++++ Exercise data

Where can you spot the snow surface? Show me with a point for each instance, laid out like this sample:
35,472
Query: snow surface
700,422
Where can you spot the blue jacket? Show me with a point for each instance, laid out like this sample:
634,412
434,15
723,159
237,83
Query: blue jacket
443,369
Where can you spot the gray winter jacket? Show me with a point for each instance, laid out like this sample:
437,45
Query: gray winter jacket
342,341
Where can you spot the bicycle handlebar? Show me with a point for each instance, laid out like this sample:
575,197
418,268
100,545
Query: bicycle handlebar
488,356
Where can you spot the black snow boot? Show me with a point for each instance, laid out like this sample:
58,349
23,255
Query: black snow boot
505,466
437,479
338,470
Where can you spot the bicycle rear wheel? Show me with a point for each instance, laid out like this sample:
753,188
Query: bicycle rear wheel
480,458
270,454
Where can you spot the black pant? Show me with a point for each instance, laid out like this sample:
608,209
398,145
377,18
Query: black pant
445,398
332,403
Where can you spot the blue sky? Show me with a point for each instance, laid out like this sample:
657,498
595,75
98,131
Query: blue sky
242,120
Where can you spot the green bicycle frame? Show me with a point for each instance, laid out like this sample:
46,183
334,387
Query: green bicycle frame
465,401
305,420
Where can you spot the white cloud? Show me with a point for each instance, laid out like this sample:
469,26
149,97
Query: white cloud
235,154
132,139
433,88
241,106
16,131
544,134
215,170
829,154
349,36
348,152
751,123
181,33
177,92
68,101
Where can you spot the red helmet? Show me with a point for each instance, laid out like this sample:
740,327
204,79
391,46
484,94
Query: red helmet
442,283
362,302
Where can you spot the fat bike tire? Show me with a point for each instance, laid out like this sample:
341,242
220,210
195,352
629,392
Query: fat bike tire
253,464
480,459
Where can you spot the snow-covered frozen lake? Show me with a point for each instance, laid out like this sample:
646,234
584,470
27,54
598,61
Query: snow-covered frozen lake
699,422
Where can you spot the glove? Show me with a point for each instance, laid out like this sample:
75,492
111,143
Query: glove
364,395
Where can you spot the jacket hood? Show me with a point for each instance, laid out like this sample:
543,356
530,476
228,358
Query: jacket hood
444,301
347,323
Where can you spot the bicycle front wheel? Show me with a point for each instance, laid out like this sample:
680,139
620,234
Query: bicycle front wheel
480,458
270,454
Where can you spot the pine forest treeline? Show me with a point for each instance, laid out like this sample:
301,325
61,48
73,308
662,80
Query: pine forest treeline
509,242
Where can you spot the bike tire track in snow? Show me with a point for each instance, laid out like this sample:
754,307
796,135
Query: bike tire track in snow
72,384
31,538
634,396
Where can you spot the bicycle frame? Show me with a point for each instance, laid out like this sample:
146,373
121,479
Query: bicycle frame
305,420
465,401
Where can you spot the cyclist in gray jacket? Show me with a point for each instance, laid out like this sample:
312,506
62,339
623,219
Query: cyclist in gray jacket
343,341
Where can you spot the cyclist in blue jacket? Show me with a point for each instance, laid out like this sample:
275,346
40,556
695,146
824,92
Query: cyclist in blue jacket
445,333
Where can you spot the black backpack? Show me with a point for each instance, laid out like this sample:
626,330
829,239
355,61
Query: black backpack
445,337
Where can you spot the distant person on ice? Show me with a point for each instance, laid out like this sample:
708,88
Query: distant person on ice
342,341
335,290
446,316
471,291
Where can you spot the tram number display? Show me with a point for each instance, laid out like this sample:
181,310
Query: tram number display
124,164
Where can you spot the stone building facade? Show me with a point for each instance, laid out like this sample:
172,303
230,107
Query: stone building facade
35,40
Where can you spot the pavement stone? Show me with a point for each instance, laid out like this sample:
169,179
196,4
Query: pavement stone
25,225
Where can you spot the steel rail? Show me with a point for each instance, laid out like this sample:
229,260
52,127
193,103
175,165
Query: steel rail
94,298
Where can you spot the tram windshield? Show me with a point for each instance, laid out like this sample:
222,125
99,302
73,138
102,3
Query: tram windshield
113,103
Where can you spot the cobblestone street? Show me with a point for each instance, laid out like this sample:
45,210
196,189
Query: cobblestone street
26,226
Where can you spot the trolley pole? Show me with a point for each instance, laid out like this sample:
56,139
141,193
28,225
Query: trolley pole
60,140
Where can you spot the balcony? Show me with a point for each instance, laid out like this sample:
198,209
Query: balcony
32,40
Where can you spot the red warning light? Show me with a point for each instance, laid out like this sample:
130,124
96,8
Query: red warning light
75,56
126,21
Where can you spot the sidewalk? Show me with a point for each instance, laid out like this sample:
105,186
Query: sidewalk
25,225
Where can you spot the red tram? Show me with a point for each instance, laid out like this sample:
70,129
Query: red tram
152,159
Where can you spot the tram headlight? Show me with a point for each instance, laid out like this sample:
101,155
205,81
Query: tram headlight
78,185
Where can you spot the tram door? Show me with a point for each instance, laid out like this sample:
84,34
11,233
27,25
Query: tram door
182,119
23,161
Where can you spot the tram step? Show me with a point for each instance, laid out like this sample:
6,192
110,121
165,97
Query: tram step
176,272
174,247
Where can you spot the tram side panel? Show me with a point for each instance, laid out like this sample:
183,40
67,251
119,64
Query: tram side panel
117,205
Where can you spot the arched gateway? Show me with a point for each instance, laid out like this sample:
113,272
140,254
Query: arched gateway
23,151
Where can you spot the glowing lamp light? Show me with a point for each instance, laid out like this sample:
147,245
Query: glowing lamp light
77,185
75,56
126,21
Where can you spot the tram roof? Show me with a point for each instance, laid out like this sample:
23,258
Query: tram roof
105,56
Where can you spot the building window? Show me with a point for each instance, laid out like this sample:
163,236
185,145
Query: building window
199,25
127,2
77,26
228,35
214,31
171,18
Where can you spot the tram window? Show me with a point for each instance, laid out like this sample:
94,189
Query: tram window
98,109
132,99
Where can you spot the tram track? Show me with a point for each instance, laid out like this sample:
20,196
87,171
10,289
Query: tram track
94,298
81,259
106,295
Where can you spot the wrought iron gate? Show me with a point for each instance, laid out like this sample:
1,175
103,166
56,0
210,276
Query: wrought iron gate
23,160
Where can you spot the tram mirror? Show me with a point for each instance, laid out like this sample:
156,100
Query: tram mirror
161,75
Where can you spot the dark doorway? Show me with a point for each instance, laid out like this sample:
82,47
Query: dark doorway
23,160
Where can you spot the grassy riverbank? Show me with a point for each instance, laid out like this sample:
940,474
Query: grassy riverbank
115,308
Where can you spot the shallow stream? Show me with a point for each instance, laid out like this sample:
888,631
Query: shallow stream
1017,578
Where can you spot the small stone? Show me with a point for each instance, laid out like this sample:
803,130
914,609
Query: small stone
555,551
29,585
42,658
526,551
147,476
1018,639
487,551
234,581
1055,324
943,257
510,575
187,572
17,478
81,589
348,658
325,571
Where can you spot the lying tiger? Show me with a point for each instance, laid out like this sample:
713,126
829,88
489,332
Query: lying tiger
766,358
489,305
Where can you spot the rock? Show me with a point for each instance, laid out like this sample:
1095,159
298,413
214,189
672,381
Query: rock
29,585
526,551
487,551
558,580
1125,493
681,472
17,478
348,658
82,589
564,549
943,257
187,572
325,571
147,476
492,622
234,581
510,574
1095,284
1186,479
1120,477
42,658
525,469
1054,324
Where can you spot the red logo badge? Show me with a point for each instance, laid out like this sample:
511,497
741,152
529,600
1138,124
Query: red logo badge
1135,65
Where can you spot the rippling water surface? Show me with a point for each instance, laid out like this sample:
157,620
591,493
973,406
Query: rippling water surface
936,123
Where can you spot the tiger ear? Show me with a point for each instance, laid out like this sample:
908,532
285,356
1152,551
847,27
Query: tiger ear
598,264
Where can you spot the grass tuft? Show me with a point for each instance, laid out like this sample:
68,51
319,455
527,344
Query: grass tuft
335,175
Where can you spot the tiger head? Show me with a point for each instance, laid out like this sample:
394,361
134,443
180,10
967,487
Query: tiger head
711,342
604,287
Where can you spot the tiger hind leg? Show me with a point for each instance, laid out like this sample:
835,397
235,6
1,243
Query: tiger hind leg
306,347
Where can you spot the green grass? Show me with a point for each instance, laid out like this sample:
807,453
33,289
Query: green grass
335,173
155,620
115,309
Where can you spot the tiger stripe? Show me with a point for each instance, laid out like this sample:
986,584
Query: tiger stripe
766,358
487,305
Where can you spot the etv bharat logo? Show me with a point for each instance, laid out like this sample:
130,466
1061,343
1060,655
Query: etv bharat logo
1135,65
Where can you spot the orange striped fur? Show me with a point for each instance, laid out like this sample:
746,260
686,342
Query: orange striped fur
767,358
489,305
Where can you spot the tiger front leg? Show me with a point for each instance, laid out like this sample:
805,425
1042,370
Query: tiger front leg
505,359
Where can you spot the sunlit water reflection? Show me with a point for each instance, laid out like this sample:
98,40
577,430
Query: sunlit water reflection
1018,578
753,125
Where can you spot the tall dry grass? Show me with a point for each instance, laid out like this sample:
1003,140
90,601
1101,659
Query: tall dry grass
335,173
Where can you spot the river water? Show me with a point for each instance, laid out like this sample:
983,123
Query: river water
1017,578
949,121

++++++++

Problem statement:
The reply should consist solely of the lines above from the one that has "Query: tram window" through the one that has "Where can you spot the tram mirror?", reproduced exactly.

Written reply:
Query: tram window
98,109
132,99
Where can you spot the tram track? Show me with a point for each instance, laid out like this sample:
20,196
87,171
10,289
Query: tram track
94,298
81,259
106,295
Where can you spot the wrought iron gate? Show me with a point for each instance, laid out like this sample:
1,175
103,166
56,0
210,276
Query: wrought iron gate
23,160
Where can you spot the tram mirror? Show me with a point for each instance, laid out like this sample:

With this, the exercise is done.